STUDY TEXT Start Marker
The cannabis industry is like any other in terms of branding and marketing. Companies establish their brands in hopes of distinguishing themselves from the competition. But unlike beer brands, for example, consumers are not likely to find all their favorite brands in every state. Why is that?
Brands rely heavily on marketing and distribution for their success. Therein lies the problem with state-legal cannabis. The cannabis industry is siloed right now due to conflicts between federal and state laws. The end result is a very fractured industry that tends to operate on a state-by-state basis. Until regulatory conflicts are resolved, little is likely to change.
Where Cannabis Is Produced
The Cookies brand is one of the most recognized brands in the cannabis space. You can find it at the Beehive Farmacy in Brigham City. The company’s Salt Lake City pharmacy carries it too. Here is what you might not know: Utah’s medical cannabis law mandates that all cannabis sold in the state must also be produced there. That means the company behind the Cookies brand needs to have operations in Utah.
No doubt Cookies has competitors in other states; competitors that do not operate in Utah. Their products do not show up on Utah pharmacy shelves because pharmacies are not allowed to stop them. That’s really what it boils down to.
It takes a lot for a brand to establish operations in a new state. Some of the bigger brands have enough corporate investments behind them to continually expand from one state to the next. Smaller brands do not necessarily have those resources. They might operate in only a handful of states – or even just one state.
No Interstate Transport
The necessity of setting up operations in every state in which a brand wants to sell is the result of federal laws against interstate transport. Remember that cannabis is still a Schedule I controlled substance in Washington’s eyes. Therefore, it cannot be transported across state lines.
Utah law explicitly bans commercial imports of medical cannabis products. It goes one step further: individual patients are not allowed to bring medical cannabis into Utah from neighboring states. And of course, it is illegal to take cannabis on a commercial flight in the U.S.
STUDY TEXT End Marker
SUPPLIED INFORMATION Start Marker
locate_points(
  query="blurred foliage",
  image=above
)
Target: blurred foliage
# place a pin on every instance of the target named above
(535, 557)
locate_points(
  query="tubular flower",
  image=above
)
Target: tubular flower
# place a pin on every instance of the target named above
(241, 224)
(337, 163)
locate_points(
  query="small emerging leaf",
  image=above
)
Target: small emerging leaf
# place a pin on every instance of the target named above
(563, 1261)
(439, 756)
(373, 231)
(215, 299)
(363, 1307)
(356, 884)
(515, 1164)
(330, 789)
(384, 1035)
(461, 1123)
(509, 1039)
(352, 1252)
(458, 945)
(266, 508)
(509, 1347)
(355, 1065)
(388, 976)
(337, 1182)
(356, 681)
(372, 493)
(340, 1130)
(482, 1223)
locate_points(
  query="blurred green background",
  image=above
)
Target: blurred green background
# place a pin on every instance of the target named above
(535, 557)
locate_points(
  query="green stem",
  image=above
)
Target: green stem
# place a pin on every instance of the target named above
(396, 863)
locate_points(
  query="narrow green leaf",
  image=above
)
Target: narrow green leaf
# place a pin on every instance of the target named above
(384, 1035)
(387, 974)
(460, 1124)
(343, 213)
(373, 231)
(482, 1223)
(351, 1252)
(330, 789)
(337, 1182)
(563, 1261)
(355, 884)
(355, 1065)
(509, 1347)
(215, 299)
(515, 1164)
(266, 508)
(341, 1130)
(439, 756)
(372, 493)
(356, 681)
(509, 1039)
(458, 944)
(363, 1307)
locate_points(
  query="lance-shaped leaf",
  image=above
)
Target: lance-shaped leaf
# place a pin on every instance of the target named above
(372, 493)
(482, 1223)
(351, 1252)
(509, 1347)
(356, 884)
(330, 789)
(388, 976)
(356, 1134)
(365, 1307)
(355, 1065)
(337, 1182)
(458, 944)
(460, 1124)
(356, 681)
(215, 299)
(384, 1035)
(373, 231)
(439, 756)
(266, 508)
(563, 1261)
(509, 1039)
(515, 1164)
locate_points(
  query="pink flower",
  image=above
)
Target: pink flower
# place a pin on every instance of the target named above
SUPPLIED INFORMATION End Marker
▶ [WHAT IS EXPECTED] Please reproduce the text on cannabis branding, everything from "Where Cannabis Is" down to "boils down to.". The listing has no connection to the text on cannabis branding.

▶ [SOLVED PROBLEM]
Where Cannabis Is Produced
The Cookies brand is one of the most recognized brands in the cannabis space. You can find it at the Beehive Farmacy in Brigham City. The company’s Salt Lake City pharmacy carries it too. Here is what you might not know: Utah’s medical cannabis law mandates that all cannabis sold in the state must also be produced there. That means the company behind the Cookies brand needs to have operations in Utah.
No doubt Cookies has competitors in other states; competitors that do not operate in Utah. Their products do not show up on Utah pharmacy shelves because pharmacies are not allowed to stop them. That’s really what it boils down to.